Exercise objective » Exactly the lines from the one that contains "[[234, 50], [298, 590]]" through the end of the material below are to be output, the first and last included.

Given records »
^^^^

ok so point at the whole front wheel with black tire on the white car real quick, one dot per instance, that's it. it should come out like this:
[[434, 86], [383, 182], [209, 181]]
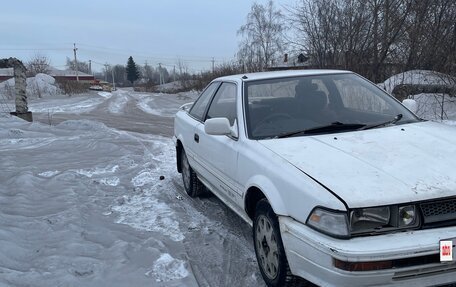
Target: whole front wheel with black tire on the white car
[[269, 249]]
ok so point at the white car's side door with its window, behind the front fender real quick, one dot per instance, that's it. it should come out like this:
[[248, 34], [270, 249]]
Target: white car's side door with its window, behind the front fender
[[218, 155]]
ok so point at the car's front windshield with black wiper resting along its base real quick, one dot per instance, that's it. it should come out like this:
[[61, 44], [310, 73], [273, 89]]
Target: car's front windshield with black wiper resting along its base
[[318, 104]]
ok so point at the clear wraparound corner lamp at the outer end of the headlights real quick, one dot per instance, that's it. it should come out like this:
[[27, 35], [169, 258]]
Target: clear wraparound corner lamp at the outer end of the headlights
[[333, 223]]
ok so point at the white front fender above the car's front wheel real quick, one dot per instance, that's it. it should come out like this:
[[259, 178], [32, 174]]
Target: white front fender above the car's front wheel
[[282, 183]]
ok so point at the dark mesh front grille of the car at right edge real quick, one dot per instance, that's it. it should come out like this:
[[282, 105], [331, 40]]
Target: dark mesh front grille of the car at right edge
[[439, 211]]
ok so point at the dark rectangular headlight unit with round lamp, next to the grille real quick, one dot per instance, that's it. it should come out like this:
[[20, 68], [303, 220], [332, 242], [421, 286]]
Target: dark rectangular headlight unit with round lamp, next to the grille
[[383, 219]]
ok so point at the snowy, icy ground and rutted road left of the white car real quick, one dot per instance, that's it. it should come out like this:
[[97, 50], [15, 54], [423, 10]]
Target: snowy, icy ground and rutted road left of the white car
[[81, 202]]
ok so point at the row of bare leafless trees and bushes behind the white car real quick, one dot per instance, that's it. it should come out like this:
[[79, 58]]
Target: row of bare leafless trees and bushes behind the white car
[[373, 37]]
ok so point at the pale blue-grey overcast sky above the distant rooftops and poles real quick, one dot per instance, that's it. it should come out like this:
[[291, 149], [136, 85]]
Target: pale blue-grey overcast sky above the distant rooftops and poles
[[107, 31]]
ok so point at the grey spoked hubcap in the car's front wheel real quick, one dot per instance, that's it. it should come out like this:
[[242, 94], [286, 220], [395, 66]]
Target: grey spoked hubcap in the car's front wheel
[[267, 247]]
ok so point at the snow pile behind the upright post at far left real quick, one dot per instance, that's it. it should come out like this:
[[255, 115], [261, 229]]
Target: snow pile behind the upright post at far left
[[40, 86]]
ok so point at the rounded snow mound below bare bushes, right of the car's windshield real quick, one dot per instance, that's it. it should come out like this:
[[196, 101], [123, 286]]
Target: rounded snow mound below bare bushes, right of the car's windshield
[[418, 77]]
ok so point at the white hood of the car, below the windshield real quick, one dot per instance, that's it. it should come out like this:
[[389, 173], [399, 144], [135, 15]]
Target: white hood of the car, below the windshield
[[397, 164]]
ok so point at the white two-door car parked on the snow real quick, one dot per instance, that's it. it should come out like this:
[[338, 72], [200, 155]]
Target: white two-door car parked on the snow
[[343, 185]]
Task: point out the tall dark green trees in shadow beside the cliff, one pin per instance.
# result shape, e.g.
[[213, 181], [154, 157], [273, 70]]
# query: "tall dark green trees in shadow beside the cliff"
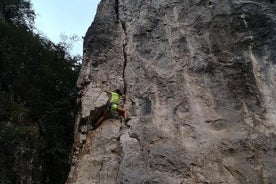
[[37, 89]]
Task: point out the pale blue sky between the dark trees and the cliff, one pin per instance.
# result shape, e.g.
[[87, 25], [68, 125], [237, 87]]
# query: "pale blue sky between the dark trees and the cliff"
[[69, 17]]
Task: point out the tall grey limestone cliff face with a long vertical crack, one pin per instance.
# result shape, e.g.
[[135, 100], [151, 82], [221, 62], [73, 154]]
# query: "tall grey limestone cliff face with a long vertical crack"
[[200, 77]]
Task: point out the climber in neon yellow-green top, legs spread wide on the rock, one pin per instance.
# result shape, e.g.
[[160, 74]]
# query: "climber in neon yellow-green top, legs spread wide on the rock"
[[113, 106]]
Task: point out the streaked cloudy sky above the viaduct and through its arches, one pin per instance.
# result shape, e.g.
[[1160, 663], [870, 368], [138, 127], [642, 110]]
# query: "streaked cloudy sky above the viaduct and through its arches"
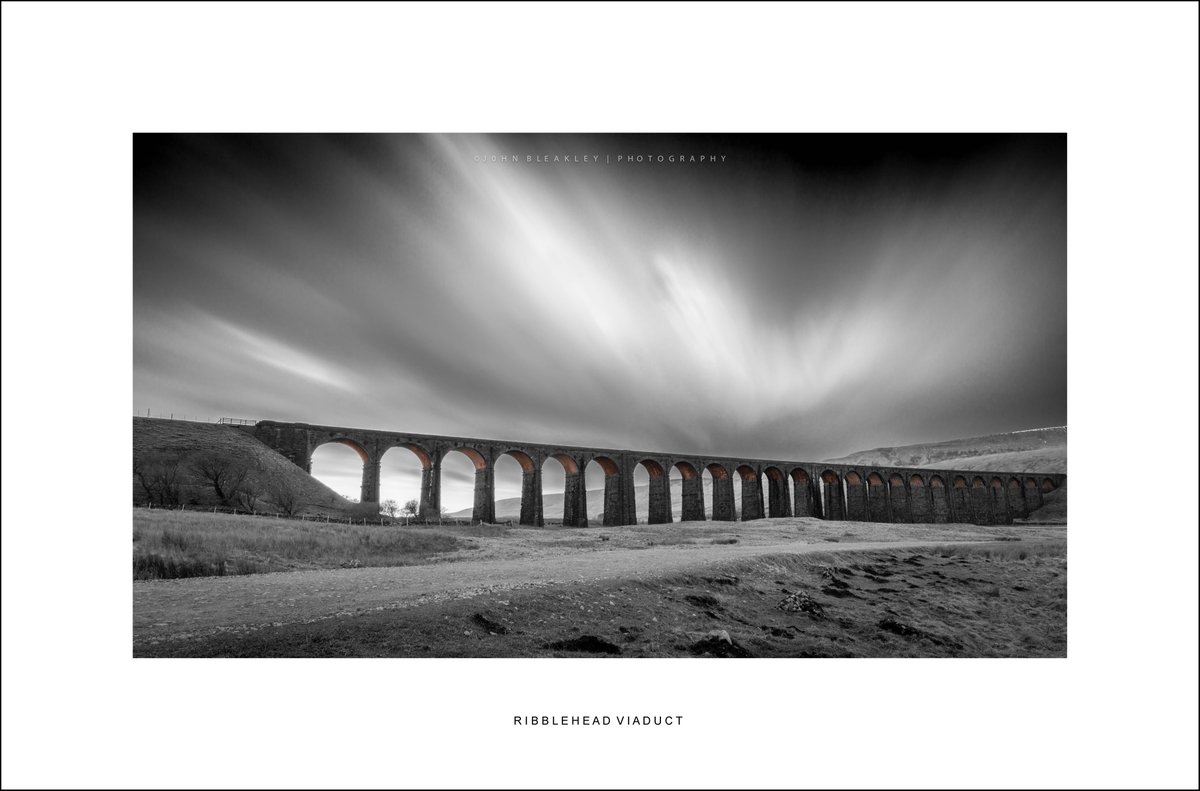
[[791, 297]]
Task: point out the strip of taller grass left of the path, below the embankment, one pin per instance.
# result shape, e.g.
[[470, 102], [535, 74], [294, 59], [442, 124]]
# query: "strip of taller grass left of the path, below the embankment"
[[185, 544]]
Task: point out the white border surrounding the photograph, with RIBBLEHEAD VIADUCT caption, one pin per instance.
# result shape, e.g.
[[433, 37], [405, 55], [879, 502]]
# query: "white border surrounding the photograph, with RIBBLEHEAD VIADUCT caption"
[[79, 80]]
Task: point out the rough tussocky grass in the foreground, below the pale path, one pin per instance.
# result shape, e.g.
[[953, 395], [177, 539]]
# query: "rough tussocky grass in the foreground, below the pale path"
[[998, 600]]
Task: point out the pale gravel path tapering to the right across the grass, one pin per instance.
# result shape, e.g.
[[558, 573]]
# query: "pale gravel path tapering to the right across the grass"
[[195, 608]]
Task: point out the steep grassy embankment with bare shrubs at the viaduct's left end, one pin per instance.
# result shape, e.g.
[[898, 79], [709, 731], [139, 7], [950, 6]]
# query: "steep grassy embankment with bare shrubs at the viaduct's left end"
[[158, 444]]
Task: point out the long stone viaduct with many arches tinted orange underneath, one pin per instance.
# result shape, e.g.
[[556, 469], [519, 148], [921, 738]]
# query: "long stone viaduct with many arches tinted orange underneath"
[[857, 493]]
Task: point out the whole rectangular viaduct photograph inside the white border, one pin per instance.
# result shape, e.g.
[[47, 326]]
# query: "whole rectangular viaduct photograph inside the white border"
[[620, 395]]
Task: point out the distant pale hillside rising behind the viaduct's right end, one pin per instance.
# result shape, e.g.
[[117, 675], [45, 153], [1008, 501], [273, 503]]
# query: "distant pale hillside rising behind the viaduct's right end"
[[1041, 451]]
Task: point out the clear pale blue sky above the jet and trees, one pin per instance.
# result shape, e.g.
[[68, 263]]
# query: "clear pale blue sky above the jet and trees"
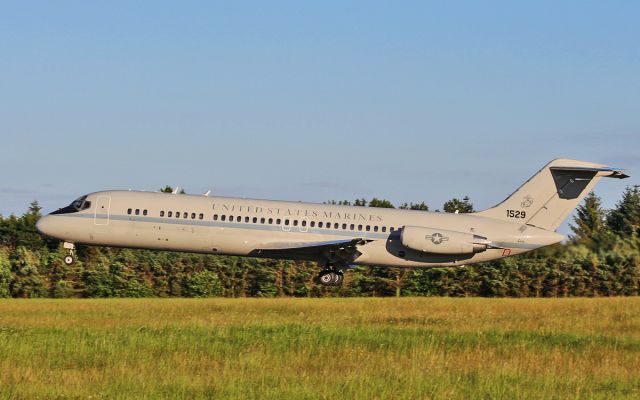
[[409, 101]]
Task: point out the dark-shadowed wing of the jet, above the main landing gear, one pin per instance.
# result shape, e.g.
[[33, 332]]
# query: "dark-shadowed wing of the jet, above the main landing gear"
[[341, 252]]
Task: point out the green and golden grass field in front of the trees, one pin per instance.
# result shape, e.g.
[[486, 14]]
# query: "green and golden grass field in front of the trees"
[[320, 348]]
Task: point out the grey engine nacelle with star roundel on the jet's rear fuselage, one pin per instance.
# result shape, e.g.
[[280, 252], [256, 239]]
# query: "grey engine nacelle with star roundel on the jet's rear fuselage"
[[442, 241]]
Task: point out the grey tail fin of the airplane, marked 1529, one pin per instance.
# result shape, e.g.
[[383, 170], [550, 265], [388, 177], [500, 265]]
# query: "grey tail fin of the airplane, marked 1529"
[[546, 199]]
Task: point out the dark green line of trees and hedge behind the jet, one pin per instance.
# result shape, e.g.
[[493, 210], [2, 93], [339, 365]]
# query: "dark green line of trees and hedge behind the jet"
[[601, 258]]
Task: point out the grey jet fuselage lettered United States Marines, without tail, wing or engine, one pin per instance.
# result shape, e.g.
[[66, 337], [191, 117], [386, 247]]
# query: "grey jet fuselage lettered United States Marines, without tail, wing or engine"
[[233, 226]]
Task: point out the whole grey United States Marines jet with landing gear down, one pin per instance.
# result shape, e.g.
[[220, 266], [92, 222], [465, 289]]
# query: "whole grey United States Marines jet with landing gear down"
[[338, 237]]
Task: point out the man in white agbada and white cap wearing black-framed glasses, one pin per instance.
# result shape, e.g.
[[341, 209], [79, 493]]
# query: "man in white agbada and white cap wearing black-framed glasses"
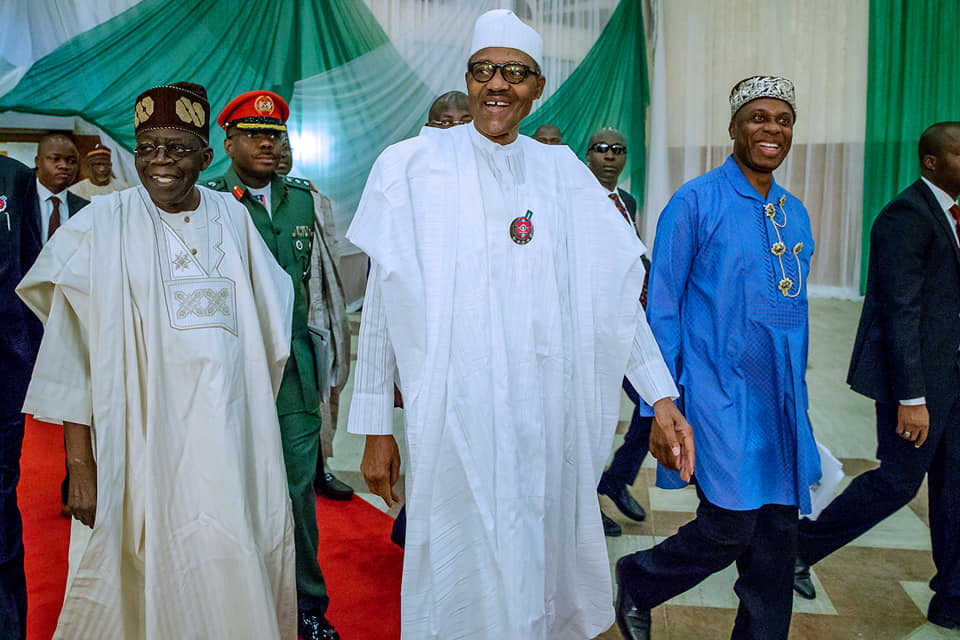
[[504, 295]]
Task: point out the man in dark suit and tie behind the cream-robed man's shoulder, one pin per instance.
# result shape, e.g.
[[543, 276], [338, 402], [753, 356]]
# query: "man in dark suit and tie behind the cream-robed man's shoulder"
[[57, 163]]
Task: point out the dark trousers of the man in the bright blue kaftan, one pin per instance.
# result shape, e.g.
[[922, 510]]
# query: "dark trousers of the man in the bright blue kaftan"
[[761, 541]]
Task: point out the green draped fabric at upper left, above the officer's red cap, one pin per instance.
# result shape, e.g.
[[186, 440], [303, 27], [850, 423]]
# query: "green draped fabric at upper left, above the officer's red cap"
[[225, 45]]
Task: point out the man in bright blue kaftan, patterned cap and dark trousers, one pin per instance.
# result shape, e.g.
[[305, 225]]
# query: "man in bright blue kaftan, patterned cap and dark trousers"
[[728, 307]]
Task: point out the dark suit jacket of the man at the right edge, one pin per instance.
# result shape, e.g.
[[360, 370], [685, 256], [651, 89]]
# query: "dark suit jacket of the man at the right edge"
[[909, 331]]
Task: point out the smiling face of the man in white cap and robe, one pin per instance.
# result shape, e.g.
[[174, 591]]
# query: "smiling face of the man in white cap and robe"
[[498, 106]]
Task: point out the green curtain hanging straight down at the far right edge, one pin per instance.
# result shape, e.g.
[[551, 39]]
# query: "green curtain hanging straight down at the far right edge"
[[914, 59]]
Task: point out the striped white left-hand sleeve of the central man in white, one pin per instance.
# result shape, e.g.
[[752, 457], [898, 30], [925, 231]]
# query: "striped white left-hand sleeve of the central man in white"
[[371, 407]]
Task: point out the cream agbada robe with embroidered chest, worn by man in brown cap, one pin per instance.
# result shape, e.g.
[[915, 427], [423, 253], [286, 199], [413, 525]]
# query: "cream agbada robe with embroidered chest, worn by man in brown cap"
[[175, 362]]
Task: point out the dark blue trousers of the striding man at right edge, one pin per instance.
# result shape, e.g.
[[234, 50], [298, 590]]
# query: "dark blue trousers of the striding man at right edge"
[[876, 494]]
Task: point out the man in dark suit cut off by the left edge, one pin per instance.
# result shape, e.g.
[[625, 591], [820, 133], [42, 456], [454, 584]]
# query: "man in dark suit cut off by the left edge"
[[19, 341]]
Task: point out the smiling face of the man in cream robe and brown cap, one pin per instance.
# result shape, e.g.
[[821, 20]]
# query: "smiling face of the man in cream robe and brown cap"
[[169, 181]]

^^^^

Result »
[[234, 50], [298, 590]]
# query: "dark blue trousers of the striding man at right edge"
[[876, 494]]
Task: point out the man in dark suit cut off by the left edge, one pin per instance.
# result shape, e.g.
[[625, 591], [820, 133], [42, 456], [454, 584]]
# query: "man in dark suit cut off by the left edge"
[[19, 341]]
Task: point out the smiling face of the man in cream robe and brown cap, one pin per instance.
# result shape, e.g.
[[821, 20]]
# query: "smiling face of the man in cream robe and brown cap"
[[169, 181]]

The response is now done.